**** Extrait fourni ****
In [13]:
# Chargement des bibliothèques
# Installation des packages manquants
if (!requireNamespace("kernlab", quietly = TRUE)) {
  install.packages("kernlab")
}
if (!requireNamespace("tidymodels", quietly = TRUE)) {
  install.packages("tidymodels")
}
if (!requireNamespace("ranger", quietly = TRUE)) {
  install.packages("ranger")
}
if (!requireNamespace("xgboost", quietly = TRUE)) {
  install.packages("xgboost")
}
if (!requireNamespace("earth", quietly = TRUE)) {
  install.packages("earth")
}
if (!requireNamespace("nnet", quietly = TRUE)) {
  install.packages("nnet")
}
if (!requireNamespace("kknn", quietly = TRUE)) {
  install.packages("kknn")
}
if (!requireNamespace("shapviz", quietly = TRUE)) {
  install.packages("shapviz")
}
if (!requireNamespace("DALEX", quietly = TRUE)) {
  install.packages("DALEX")
}
if (!requireNamespace("bonsai", quietly = TRUE)) {
  install.packages("bonsai")
**** Informations extraites ****
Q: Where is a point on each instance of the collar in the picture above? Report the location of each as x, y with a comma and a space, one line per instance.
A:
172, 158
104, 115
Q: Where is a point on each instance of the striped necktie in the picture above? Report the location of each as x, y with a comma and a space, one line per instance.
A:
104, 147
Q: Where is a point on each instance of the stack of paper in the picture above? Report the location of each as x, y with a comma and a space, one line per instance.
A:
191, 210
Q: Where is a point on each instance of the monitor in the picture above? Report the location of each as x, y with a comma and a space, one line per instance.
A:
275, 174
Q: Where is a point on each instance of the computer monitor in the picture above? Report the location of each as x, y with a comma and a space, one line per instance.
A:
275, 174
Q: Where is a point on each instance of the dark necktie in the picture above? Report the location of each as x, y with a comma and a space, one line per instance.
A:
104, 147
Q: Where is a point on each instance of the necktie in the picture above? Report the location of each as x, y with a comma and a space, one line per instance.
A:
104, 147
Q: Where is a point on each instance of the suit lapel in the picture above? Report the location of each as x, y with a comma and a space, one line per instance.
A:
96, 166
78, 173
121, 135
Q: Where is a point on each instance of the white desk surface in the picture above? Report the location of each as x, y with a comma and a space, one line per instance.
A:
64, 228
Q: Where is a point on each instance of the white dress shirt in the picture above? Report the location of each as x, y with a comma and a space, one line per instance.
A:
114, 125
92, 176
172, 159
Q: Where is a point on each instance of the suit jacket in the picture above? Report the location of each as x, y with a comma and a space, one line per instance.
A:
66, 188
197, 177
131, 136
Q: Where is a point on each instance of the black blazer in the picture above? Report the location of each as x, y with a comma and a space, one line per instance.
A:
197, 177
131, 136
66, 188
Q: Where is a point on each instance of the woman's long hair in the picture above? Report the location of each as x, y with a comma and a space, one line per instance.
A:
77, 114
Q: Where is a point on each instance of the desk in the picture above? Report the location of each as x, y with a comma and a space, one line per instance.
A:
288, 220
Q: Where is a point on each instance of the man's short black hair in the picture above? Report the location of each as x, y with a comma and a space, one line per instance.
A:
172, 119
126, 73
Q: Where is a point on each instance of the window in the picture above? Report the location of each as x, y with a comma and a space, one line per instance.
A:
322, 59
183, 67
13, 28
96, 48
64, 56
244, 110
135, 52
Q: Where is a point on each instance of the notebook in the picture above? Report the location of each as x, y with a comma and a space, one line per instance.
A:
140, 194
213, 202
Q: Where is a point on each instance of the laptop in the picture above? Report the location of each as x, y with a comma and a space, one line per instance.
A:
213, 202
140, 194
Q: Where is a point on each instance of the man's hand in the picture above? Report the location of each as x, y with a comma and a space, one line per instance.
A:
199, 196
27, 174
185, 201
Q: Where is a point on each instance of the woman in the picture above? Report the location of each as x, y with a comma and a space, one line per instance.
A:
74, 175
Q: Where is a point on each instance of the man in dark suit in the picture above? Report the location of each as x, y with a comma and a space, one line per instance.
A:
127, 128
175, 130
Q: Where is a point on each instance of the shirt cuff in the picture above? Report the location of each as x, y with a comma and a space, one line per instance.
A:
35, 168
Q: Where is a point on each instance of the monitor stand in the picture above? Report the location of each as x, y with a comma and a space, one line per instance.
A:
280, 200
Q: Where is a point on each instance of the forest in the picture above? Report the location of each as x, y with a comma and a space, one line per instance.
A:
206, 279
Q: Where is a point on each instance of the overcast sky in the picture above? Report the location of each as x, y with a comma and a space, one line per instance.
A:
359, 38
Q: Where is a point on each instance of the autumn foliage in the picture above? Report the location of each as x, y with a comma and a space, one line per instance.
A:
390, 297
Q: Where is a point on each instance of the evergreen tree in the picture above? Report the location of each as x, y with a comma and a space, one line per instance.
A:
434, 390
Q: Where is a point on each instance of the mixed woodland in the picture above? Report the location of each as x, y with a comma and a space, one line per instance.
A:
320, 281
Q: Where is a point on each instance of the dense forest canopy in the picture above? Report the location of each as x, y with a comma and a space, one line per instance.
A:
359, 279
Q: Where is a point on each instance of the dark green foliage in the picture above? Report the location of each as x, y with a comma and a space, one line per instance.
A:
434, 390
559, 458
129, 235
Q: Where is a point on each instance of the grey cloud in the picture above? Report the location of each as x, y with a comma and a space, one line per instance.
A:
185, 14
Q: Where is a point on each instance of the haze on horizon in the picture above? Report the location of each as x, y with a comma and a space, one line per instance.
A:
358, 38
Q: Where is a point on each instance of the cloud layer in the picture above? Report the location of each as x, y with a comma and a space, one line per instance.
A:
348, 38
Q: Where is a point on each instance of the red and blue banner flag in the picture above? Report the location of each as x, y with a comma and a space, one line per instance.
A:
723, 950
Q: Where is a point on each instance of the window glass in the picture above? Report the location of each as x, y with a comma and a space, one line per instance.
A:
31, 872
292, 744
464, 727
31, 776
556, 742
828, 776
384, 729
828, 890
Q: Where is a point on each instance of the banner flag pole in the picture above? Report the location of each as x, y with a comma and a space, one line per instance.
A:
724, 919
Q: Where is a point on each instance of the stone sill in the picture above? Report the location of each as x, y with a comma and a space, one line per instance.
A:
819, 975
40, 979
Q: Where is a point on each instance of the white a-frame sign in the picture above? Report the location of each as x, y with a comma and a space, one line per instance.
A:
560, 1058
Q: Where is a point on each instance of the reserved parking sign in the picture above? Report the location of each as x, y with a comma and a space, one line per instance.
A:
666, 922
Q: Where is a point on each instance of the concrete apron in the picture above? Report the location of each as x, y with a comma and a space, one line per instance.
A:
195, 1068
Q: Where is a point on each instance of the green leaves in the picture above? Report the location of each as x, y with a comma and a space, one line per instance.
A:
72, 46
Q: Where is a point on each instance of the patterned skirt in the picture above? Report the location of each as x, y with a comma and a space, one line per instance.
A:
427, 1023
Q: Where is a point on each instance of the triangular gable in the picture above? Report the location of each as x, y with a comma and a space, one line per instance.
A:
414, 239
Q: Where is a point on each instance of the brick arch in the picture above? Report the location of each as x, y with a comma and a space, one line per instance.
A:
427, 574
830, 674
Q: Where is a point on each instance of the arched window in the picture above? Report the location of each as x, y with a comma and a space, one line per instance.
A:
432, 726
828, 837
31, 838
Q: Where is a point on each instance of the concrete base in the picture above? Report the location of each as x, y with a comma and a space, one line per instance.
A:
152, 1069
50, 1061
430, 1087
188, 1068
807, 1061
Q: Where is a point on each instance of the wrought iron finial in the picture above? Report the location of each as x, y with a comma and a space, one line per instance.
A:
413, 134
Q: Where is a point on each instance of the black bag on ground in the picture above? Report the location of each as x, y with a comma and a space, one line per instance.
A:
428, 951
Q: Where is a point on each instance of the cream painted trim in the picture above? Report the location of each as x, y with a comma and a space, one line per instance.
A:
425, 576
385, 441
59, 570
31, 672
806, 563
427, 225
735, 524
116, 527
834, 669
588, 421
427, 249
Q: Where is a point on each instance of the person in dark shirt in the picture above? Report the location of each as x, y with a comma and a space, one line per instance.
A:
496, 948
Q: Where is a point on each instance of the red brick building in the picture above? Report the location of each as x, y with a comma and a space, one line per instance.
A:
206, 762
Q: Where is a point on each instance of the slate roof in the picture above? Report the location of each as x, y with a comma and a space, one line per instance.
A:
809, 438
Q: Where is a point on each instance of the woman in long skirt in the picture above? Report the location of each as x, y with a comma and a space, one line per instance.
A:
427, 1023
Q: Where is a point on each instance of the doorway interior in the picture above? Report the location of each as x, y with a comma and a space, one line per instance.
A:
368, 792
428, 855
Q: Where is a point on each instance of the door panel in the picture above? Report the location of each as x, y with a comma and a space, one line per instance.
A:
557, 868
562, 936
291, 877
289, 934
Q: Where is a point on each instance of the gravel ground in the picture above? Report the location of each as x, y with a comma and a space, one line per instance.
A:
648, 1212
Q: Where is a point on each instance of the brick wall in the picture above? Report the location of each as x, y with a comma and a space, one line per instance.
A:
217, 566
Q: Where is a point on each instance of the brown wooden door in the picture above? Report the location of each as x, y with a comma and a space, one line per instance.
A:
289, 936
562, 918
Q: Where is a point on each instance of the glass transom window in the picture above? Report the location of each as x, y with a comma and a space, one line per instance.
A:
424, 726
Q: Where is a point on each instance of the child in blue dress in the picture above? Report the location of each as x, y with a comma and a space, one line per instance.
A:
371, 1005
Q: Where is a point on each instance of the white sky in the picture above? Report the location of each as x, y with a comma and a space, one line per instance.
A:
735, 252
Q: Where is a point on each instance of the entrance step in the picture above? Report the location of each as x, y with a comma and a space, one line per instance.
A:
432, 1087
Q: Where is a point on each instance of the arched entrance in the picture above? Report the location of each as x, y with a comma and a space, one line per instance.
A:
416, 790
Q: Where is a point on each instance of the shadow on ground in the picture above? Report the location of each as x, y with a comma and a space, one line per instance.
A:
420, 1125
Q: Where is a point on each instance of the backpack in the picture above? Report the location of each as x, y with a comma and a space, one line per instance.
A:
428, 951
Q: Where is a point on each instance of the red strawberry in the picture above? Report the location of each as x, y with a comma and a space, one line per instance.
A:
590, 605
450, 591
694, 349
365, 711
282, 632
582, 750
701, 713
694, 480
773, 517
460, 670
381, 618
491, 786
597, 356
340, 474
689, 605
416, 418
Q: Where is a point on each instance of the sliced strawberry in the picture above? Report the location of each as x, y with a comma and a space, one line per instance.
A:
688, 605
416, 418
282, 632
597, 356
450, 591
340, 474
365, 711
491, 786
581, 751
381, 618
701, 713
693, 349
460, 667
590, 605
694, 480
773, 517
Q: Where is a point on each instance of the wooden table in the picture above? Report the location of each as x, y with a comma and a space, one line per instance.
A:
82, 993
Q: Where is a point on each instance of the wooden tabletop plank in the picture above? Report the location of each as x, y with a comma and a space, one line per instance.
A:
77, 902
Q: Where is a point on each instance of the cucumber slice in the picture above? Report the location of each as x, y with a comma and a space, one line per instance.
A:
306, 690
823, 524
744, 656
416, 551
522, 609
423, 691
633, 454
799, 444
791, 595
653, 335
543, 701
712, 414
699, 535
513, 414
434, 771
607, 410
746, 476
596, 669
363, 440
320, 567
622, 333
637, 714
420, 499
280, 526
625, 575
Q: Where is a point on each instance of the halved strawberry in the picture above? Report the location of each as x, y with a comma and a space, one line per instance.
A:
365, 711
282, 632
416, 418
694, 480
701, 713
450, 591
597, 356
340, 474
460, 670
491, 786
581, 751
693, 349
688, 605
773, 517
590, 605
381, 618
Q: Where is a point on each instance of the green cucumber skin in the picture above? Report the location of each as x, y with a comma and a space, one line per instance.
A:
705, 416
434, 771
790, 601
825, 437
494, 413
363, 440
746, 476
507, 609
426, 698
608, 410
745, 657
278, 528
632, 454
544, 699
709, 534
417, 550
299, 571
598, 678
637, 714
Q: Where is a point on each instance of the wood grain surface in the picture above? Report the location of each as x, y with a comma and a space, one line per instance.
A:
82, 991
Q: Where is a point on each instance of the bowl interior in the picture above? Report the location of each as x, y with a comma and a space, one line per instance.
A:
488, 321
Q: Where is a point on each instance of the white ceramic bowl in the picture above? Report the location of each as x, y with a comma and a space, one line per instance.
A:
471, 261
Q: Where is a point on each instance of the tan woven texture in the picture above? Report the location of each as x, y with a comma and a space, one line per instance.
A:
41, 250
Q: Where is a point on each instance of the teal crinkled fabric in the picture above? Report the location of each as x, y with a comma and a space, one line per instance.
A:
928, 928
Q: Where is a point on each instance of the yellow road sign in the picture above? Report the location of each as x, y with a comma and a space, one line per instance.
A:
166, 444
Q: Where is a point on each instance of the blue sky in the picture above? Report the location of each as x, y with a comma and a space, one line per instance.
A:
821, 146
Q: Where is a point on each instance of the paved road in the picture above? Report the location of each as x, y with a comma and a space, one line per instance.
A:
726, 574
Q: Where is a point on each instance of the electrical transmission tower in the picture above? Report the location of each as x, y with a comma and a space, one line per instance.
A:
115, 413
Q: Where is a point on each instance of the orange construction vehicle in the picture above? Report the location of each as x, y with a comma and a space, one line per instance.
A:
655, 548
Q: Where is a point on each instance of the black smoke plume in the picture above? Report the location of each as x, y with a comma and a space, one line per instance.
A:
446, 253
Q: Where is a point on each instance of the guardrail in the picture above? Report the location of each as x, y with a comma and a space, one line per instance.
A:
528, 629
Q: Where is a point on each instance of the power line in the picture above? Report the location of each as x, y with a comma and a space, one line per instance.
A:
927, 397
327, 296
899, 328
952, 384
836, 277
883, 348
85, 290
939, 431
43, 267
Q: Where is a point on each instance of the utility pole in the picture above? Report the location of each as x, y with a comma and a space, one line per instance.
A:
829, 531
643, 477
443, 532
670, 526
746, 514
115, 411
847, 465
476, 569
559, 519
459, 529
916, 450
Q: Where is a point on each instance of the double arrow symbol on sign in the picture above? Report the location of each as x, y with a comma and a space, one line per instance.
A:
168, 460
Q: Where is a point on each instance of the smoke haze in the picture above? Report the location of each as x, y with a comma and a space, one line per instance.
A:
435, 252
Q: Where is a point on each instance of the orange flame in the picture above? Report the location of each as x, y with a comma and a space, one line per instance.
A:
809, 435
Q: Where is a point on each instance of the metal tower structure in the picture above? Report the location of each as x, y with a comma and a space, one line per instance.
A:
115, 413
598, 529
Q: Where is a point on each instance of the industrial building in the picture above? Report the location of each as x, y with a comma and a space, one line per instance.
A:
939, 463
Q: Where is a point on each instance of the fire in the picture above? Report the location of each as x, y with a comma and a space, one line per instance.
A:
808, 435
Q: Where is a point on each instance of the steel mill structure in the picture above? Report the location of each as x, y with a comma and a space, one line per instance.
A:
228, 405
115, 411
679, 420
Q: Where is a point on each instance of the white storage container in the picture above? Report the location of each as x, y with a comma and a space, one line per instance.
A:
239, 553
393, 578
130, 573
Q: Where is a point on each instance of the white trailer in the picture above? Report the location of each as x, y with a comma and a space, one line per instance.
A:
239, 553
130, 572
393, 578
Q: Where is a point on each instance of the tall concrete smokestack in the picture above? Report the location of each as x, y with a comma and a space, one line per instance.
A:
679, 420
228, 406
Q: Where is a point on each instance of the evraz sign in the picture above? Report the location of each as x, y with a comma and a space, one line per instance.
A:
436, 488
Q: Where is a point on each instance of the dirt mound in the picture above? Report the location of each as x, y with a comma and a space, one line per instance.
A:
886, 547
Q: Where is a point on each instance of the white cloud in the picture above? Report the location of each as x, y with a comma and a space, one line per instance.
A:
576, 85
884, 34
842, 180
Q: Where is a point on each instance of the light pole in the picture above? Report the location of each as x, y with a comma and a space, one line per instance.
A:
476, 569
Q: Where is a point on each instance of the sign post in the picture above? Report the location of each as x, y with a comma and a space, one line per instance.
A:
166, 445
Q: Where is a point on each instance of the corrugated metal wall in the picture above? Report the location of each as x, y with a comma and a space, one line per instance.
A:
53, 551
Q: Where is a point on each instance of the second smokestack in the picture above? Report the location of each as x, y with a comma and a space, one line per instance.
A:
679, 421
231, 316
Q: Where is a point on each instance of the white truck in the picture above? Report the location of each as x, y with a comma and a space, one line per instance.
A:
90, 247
****
* **Série d'exercices**
(a) Réécrivez en une seule phrase le bloc de l'extrait de code qui commence par « if (!requireNamespace("kernlab", quietly = TRUE)) ».
(b) Dans l'extrait de code, énumérez tous les packages dont la vérification apparaît avant celle du package « earth ».
(c) D'après l'extrait de code, quelle fonction sert à vérifier si un package est déjà disponible ?
Ces enregistrements n'ont aucun lien avec l'extrait de code.

* **Corrigés détaillés**
(a) Si le package kernlab n'est pas déjà disponible, il est installé avec install.packages().

(b) kernlab, tidymodels, ranger, xgboost

(c) La fonction requireNamespace, appelée avec quietly = TRUE.